Lines of labeled points:
⟨

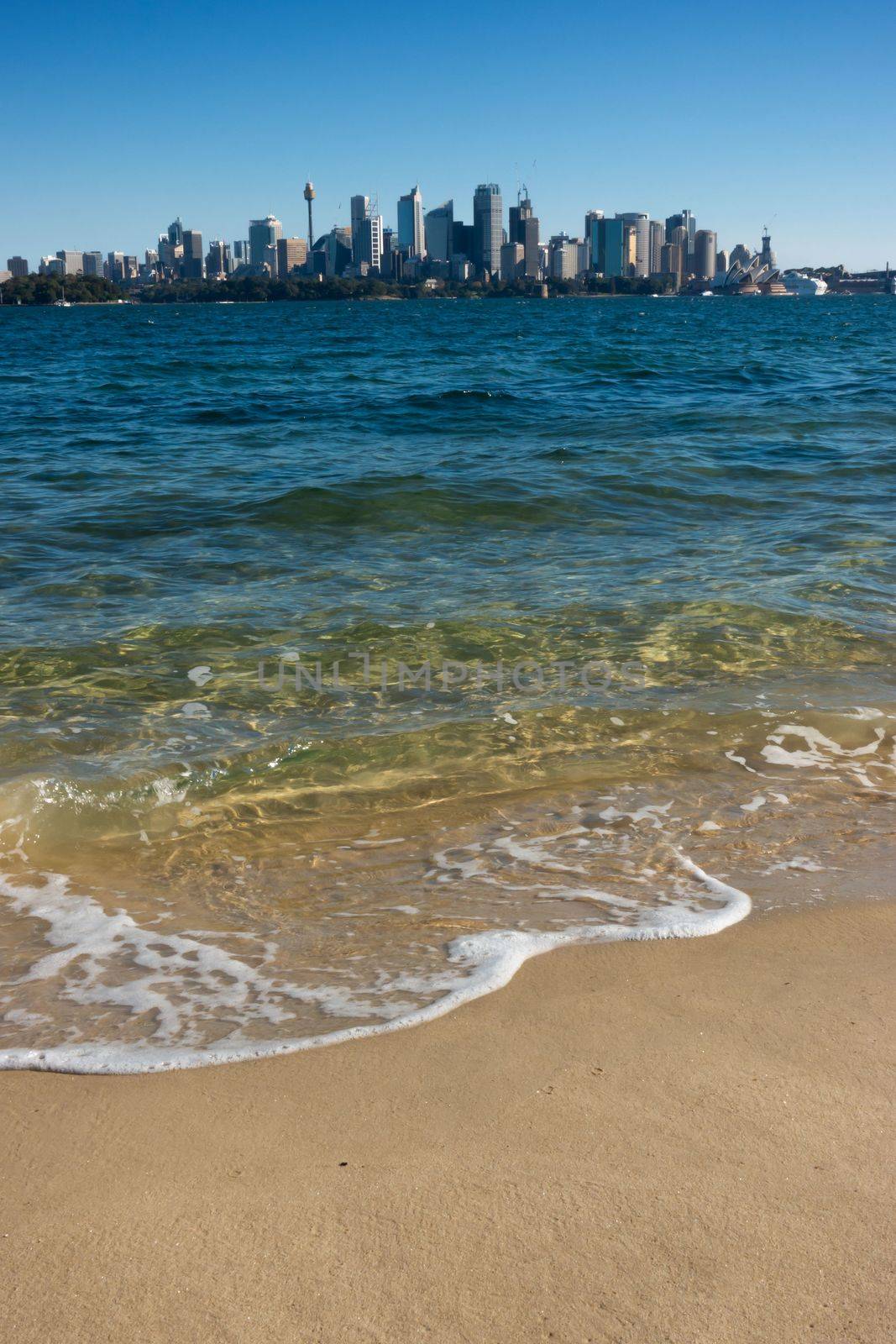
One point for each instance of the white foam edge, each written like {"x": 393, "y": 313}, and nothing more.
{"x": 495, "y": 958}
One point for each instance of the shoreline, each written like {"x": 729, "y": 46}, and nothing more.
{"x": 676, "y": 1140}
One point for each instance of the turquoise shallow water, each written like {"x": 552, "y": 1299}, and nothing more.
{"x": 692, "y": 496}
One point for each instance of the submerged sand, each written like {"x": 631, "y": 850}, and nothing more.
{"x": 672, "y": 1142}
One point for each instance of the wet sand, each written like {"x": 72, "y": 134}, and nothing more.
{"x": 671, "y": 1142}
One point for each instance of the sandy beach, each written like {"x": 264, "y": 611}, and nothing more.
{"x": 671, "y": 1142}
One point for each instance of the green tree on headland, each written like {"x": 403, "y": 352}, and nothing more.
{"x": 46, "y": 289}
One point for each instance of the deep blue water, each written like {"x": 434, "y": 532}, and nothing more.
{"x": 699, "y": 490}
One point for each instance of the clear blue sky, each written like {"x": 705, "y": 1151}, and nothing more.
{"x": 120, "y": 118}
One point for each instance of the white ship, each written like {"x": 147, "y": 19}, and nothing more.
{"x": 804, "y": 286}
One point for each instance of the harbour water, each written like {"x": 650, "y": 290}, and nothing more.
{"x": 354, "y": 652}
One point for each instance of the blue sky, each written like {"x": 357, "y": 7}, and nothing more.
{"x": 120, "y": 118}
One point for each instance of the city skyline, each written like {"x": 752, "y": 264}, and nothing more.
{"x": 642, "y": 114}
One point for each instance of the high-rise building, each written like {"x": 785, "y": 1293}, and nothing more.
{"x": 360, "y": 205}
{"x": 411, "y": 230}
{"x": 512, "y": 261}
{"x": 705, "y": 255}
{"x": 367, "y": 234}
{"x": 607, "y": 248}
{"x": 439, "y": 232}
{"x": 291, "y": 255}
{"x": 671, "y": 261}
{"x": 564, "y": 257}
{"x": 590, "y": 219}
{"x": 658, "y": 239}
{"x": 523, "y": 228}
{"x": 683, "y": 221}
{"x": 192, "y": 265}
{"x": 73, "y": 264}
{"x": 217, "y": 262}
{"x": 262, "y": 233}
{"x": 463, "y": 239}
{"x": 488, "y": 228}
{"x": 637, "y": 242}
{"x": 680, "y": 241}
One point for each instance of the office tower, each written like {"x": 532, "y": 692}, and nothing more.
{"x": 488, "y": 232}
{"x": 192, "y": 265}
{"x": 291, "y": 255}
{"x": 390, "y": 253}
{"x": 360, "y": 206}
{"x": 637, "y": 242}
{"x": 262, "y": 233}
{"x": 309, "y": 195}
{"x": 680, "y": 241}
{"x": 367, "y": 234}
{"x": 564, "y": 257}
{"x": 607, "y": 248}
{"x": 463, "y": 239}
{"x": 671, "y": 261}
{"x": 512, "y": 261}
{"x": 705, "y": 255}
{"x": 523, "y": 228}
{"x": 658, "y": 239}
{"x": 217, "y": 264}
{"x": 411, "y": 233}
{"x": 589, "y": 219}
{"x": 683, "y": 221}
{"x": 439, "y": 232}
{"x": 73, "y": 264}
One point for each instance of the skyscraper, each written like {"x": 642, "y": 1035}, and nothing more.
{"x": 411, "y": 233}
{"x": 359, "y": 207}
{"x": 262, "y": 233}
{"x": 439, "y": 230}
{"x": 194, "y": 265}
{"x": 73, "y": 264}
{"x": 637, "y": 234}
{"x": 658, "y": 239}
{"x": 705, "y": 255}
{"x": 488, "y": 213}
{"x": 523, "y": 228}
{"x": 607, "y": 248}
{"x": 291, "y": 255}
{"x": 683, "y": 221}
{"x": 367, "y": 234}
{"x": 217, "y": 260}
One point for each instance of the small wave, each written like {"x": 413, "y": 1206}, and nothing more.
{"x": 207, "y": 979}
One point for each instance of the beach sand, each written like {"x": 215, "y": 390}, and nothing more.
{"x": 671, "y": 1142}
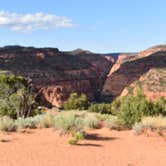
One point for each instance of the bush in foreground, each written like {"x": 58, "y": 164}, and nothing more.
{"x": 152, "y": 123}
{"x": 7, "y": 124}
{"x": 16, "y": 97}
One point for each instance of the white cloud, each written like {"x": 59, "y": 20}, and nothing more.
{"x": 31, "y": 22}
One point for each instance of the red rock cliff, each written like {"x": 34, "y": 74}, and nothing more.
{"x": 55, "y": 74}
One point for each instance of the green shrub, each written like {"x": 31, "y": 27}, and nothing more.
{"x": 76, "y": 102}
{"x": 76, "y": 137}
{"x": 23, "y": 123}
{"x": 133, "y": 108}
{"x": 91, "y": 121}
{"x": 153, "y": 123}
{"x": 7, "y": 124}
{"x": 113, "y": 123}
{"x": 16, "y": 97}
{"x": 100, "y": 108}
{"x": 160, "y": 106}
{"x": 68, "y": 122}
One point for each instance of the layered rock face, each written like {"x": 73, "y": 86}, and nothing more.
{"x": 56, "y": 74}
{"x": 153, "y": 84}
{"x": 121, "y": 76}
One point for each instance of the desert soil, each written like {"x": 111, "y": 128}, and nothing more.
{"x": 103, "y": 147}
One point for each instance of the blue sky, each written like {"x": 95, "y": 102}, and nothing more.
{"x": 96, "y": 25}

⟩

Aim of the exercise: Rewrite all of these lines with "nothing more" replaced by "nothing else" and nothing else changed. Leave the pictures out of your answer.

Solved problem:
One point for each instance of the white foam edge, each written like {"x": 393, "y": 313}, and nothing else.
{"x": 495, "y": 958}
One point for each instance of the shoreline, each written like {"x": 729, "y": 46}, and nothing else.
{"x": 676, "y": 1140}
One point for each instance of the turquoise shallow water, each written like {"x": 552, "y": 1299}, and nothing else.
{"x": 692, "y": 496}
One point for each instance of the submerged sand, each written like {"x": 631, "y": 850}, and nothing else.
{"x": 672, "y": 1142}
One point for each instance of the wet sand, each written like {"x": 72, "y": 134}, and nothing else.
{"x": 671, "y": 1142}
One point for each instance of the sandy beach, each written like {"x": 264, "y": 611}, and nothing else.
{"x": 671, "y": 1142}
One point for each instance of the green tree on headland, each written like {"x": 403, "y": 352}, and nothing else.
{"x": 46, "y": 289}
One point for each instance of the deep blue water, each written like {"x": 434, "y": 532}, and nothing else.
{"x": 699, "y": 490}
One point for each instance of the clear blue sky, each written like {"x": 705, "y": 1151}, and nothing else.
{"x": 120, "y": 118}
One point for each instance of the white ship, each written like {"x": 147, "y": 19}, and nothing else.
{"x": 804, "y": 286}
One point for each instance of the harbour water, each written like {"x": 650, "y": 290}, and nothing else.
{"x": 354, "y": 652}
One point for each instance of the blue sky, each written like {"x": 357, "y": 7}, and nothing else.
{"x": 120, "y": 118}
One point for each instance of the city skyline, each written like {"x": 752, "y": 264}, and nothing else.
{"x": 642, "y": 114}
One point for each instance of the high-rise building, each written like {"x": 785, "y": 1293}, and nothing else.
{"x": 360, "y": 205}
{"x": 411, "y": 230}
{"x": 512, "y": 261}
{"x": 705, "y": 255}
{"x": 367, "y": 234}
{"x": 607, "y": 248}
{"x": 439, "y": 232}
{"x": 291, "y": 255}
{"x": 671, "y": 261}
{"x": 564, "y": 257}
{"x": 590, "y": 219}
{"x": 658, "y": 239}
{"x": 523, "y": 228}
{"x": 683, "y": 221}
{"x": 192, "y": 265}
{"x": 73, "y": 264}
{"x": 217, "y": 262}
{"x": 262, "y": 233}
{"x": 463, "y": 239}
{"x": 488, "y": 228}
{"x": 637, "y": 242}
{"x": 680, "y": 241}
One point for each instance of the office tower, each written like {"x": 532, "y": 692}, and nothing else.
{"x": 488, "y": 232}
{"x": 192, "y": 265}
{"x": 291, "y": 255}
{"x": 390, "y": 253}
{"x": 360, "y": 206}
{"x": 637, "y": 242}
{"x": 262, "y": 233}
{"x": 309, "y": 195}
{"x": 680, "y": 241}
{"x": 367, "y": 234}
{"x": 564, "y": 257}
{"x": 607, "y": 248}
{"x": 463, "y": 239}
{"x": 671, "y": 261}
{"x": 512, "y": 261}
{"x": 705, "y": 255}
{"x": 523, "y": 228}
{"x": 658, "y": 239}
{"x": 217, "y": 264}
{"x": 411, "y": 233}
{"x": 589, "y": 219}
{"x": 683, "y": 221}
{"x": 439, "y": 232}
{"x": 73, "y": 264}
One point for each instance of the skyscraper, each written like {"x": 642, "y": 1035}, and nothing else.
{"x": 411, "y": 233}
{"x": 359, "y": 207}
{"x": 262, "y": 233}
{"x": 439, "y": 230}
{"x": 194, "y": 265}
{"x": 73, "y": 264}
{"x": 637, "y": 234}
{"x": 658, "y": 239}
{"x": 705, "y": 255}
{"x": 488, "y": 213}
{"x": 523, "y": 228}
{"x": 607, "y": 248}
{"x": 291, "y": 255}
{"x": 683, "y": 221}
{"x": 367, "y": 234}
{"x": 217, "y": 260}
One point for each instance of the small wave, each written like {"x": 413, "y": 1206}, and nothing else.
{"x": 207, "y": 979}
One point for each instance of the beach sand, each written like {"x": 215, "y": 390}, and nothing else.
{"x": 671, "y": 1142}
One point for each instance of the bush in foreground, each written like {"x": 58, "y": 164}, and nothing else.
{"x": 152, "y": 123}
{"x": 7, "y": 124}
{"x": 16, "y": 97}
One point for each instance of the white cloud, each written like {"x": 59, "y": 20}, and nothing else.
{"x": 31, "y": 22}
One point for each instance of the red rock cliff, each written like {"x": 34, "y": 74}, and nothing else.
{"x": 55, "y": 74}
One point for each instance of the green shrub, each written like {"x": 31, "y": 27}, and nothing else.
{"x": 76, "y": 102}
{"x": 76, "y": 137}
{"x": 23, "y": 123}
{"x": 133, "y": 108}
{"x": 91, "y": 121}
{"x": 153, "y": 123}
{"x": 7, "y": 124}
{"x": 113, "y": 123}
{"x": 16, "y": 97}
{"x": 100, "y": 108}
{"x": 160, "y": 106}
{"x": 68, "y": 122}
One point for each instance of the layered rock face, each written like {"x": 73, "y": 86}, and nothing else.
{"x": 56, "y": 74}
{"x": 153, "y": 84}
{"x": 121, "y": 76}
One point for each instance of the desert soil, each written like {"x": 111, "y": 128}, and nothing else.
{"x": 103, "y": 147}
One point for each instance of the blue sky, each written like {"x": 95, "y": 102}, and nothing else.
{"x": 96, "y": 25}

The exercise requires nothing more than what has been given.